→ **Source records**:

▬▬▬▬▬▬

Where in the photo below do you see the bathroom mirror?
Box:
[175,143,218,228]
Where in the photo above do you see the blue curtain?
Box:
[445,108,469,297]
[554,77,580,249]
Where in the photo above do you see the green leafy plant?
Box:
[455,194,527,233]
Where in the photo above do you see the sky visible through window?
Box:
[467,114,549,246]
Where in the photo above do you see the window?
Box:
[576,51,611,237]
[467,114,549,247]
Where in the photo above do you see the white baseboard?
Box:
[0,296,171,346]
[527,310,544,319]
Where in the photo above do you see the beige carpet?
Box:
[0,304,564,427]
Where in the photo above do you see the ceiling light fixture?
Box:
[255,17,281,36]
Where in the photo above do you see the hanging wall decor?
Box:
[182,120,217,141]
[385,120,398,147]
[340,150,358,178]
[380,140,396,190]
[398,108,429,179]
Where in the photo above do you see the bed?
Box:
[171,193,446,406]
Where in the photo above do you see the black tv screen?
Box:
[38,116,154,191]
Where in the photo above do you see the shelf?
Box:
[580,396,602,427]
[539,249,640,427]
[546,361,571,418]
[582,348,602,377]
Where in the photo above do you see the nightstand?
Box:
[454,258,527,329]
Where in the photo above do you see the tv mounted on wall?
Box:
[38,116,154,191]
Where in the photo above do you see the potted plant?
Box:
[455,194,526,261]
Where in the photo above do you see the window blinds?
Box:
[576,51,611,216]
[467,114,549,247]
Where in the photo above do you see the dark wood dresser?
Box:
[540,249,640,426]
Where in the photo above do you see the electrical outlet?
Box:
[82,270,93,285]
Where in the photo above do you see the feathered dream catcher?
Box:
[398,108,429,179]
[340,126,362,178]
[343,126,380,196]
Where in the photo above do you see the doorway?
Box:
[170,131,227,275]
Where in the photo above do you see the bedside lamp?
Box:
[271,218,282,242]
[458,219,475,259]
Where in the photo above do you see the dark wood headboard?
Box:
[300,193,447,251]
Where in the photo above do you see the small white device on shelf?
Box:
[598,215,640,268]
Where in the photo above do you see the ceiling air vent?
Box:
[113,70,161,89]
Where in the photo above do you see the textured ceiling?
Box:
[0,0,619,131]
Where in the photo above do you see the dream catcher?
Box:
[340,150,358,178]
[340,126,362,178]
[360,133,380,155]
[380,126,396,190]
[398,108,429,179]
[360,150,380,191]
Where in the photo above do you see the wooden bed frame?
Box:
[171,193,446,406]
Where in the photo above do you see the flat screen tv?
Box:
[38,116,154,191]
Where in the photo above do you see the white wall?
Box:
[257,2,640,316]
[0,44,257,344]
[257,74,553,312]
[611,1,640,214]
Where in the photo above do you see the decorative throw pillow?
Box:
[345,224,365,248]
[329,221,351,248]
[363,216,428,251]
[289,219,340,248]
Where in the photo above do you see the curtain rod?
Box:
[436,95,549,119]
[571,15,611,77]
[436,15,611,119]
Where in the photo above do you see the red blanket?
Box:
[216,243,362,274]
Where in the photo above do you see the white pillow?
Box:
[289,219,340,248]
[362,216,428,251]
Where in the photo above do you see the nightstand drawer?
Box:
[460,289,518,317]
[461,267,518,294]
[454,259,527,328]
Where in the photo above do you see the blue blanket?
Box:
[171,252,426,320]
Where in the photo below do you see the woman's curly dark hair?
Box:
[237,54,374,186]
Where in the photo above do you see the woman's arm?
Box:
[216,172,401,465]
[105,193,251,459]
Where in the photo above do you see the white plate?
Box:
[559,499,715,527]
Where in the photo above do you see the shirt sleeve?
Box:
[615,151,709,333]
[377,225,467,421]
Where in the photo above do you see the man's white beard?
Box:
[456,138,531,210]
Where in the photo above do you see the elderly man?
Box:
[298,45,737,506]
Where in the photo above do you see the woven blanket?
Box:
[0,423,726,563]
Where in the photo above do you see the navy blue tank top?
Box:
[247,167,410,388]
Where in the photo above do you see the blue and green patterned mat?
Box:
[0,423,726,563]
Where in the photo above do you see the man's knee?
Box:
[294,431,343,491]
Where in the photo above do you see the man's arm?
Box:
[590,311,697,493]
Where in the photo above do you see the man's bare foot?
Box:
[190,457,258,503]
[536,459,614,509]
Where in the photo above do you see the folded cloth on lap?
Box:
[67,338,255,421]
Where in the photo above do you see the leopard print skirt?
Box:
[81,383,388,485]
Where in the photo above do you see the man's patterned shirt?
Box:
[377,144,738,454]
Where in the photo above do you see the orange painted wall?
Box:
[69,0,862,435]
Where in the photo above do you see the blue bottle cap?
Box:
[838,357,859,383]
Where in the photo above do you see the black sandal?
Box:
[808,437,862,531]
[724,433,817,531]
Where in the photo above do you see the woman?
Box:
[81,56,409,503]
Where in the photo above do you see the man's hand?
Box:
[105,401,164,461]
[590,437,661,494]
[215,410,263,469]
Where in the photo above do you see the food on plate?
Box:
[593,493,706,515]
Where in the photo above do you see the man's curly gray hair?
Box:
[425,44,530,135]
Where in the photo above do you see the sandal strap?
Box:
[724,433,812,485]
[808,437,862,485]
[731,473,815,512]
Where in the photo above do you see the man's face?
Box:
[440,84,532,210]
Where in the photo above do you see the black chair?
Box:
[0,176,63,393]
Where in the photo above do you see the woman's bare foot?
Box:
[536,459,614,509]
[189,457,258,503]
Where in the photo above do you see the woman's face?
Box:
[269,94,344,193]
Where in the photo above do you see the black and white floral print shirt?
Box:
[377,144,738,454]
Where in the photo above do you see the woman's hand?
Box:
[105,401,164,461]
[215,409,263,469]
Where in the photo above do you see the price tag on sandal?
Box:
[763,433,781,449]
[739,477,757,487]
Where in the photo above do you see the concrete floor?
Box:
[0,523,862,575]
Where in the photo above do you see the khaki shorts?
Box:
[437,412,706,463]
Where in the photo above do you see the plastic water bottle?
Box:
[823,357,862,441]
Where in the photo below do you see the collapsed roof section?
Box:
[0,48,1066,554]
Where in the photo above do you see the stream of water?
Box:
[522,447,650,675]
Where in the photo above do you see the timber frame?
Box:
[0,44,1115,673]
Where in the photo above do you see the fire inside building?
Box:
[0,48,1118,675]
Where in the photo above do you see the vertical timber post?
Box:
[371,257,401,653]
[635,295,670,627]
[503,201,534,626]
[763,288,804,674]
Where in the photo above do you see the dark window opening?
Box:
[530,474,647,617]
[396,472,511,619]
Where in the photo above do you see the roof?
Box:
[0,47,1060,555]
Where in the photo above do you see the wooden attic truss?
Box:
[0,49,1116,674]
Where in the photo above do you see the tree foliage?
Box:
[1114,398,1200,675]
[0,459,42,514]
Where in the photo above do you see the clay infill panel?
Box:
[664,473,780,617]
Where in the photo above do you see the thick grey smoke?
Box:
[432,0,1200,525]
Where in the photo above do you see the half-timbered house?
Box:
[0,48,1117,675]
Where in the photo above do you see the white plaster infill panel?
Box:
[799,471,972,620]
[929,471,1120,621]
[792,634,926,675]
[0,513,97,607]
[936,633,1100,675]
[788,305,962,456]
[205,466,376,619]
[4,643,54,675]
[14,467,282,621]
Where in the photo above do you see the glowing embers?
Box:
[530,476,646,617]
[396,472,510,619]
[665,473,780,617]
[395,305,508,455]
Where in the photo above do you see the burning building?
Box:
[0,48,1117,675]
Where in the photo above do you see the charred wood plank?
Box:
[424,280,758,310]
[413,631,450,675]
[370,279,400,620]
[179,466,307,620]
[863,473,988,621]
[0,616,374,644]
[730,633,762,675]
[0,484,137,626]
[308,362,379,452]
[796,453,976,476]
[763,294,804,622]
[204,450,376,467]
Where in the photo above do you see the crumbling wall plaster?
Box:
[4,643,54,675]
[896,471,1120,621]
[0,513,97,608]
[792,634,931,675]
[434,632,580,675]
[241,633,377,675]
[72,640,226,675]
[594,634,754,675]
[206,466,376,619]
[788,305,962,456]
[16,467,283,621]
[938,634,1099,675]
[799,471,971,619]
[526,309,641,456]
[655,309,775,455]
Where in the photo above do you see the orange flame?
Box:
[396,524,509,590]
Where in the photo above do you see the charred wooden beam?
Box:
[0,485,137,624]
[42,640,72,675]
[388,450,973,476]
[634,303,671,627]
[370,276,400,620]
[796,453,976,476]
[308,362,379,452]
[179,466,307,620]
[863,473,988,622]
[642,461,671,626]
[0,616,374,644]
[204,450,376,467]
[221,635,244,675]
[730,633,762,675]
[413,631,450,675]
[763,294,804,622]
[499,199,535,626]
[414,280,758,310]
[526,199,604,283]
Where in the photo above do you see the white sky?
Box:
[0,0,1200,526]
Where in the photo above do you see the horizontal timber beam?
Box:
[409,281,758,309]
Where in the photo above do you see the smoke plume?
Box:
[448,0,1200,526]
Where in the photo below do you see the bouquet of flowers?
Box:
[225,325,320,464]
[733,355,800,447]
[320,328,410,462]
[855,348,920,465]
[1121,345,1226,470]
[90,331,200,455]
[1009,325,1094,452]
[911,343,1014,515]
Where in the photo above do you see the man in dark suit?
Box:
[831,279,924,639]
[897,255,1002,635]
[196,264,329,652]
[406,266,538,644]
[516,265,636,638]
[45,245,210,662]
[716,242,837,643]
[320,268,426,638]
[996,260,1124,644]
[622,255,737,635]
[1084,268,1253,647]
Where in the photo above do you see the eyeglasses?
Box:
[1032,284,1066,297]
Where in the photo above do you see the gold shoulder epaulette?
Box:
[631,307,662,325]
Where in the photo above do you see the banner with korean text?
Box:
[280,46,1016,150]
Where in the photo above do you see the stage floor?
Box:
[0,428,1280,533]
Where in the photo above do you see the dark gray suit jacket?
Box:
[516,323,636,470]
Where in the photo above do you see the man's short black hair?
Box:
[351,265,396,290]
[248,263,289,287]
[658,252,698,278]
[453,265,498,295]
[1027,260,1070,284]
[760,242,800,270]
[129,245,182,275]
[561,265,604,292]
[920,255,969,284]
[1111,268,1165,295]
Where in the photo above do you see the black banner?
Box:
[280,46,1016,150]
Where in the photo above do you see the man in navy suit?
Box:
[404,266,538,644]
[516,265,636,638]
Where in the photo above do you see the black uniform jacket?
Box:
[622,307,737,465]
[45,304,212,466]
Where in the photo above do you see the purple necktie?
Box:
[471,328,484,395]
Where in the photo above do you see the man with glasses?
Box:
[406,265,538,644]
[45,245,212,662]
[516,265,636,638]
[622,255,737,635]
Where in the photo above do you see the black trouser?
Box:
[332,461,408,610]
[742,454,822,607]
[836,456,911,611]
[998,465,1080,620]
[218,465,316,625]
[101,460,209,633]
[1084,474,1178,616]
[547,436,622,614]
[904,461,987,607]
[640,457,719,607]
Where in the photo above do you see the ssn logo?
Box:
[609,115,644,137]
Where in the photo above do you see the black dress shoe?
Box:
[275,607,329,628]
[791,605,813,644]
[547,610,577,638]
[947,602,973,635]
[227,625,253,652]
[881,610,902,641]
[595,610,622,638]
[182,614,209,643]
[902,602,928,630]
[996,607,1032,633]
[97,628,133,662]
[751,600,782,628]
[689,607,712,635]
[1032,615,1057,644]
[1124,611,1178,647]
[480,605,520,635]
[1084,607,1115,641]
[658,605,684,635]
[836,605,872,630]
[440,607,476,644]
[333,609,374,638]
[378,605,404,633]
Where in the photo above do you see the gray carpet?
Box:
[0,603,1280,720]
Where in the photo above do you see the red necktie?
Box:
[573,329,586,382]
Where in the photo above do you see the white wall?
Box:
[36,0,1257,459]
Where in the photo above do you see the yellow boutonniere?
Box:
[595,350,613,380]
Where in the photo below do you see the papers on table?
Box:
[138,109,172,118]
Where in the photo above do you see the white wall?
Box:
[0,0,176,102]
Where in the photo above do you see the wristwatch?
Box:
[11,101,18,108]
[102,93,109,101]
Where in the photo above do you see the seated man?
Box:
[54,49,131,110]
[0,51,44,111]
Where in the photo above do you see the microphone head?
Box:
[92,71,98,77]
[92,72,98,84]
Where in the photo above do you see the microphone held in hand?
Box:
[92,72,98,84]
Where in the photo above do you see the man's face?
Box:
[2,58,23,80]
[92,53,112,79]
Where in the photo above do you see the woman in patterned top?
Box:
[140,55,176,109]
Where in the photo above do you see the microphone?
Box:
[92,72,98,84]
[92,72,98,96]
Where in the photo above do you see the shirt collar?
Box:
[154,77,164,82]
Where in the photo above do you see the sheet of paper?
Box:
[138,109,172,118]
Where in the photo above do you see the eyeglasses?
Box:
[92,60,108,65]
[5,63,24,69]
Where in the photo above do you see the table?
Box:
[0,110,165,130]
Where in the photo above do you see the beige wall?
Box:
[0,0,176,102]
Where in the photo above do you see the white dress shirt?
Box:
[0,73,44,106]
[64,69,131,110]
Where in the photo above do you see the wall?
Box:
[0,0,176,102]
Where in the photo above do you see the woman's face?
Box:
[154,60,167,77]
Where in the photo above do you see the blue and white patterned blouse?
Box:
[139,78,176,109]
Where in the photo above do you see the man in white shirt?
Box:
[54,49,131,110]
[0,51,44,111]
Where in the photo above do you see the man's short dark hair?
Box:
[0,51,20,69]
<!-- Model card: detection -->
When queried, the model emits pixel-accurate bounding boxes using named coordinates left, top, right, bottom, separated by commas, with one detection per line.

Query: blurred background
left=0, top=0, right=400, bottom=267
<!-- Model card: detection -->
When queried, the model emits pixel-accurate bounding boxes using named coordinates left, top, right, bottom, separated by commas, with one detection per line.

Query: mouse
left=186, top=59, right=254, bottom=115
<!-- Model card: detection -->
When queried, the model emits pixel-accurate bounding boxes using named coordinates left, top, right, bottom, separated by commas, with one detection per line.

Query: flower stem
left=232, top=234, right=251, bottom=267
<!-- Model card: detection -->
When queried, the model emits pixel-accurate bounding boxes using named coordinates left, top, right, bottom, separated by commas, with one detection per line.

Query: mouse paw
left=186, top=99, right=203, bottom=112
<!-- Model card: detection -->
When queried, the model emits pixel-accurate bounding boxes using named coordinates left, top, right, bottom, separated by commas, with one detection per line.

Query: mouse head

▬▬▬▬▬▬

→ **Stated task**:
Recast the stretch from the start of the listing through the line containing "[455,194,527,233]" as a Markdown table with the columns No. and Line, giving each line its own numbered row. Leave out any blank lines.

→ **Answer to this problem**:
| No. | Line |
|---|---|
| 1 | Where in the photo below do you see the bathroom mirror? |
| 2 | Box: |
| 3 | [175,143,218,228] |
| 4 | Where in the photo above do you see the blue curtain? |
| 5 | Box: |
| 6 | [445,108,469,297] |
| 7 | [554,77,580,249] |
| 8 | Where in the photo above do you see the green leafy plant? |
| 9 | Box: |
| 10 | [455,194,527,233] |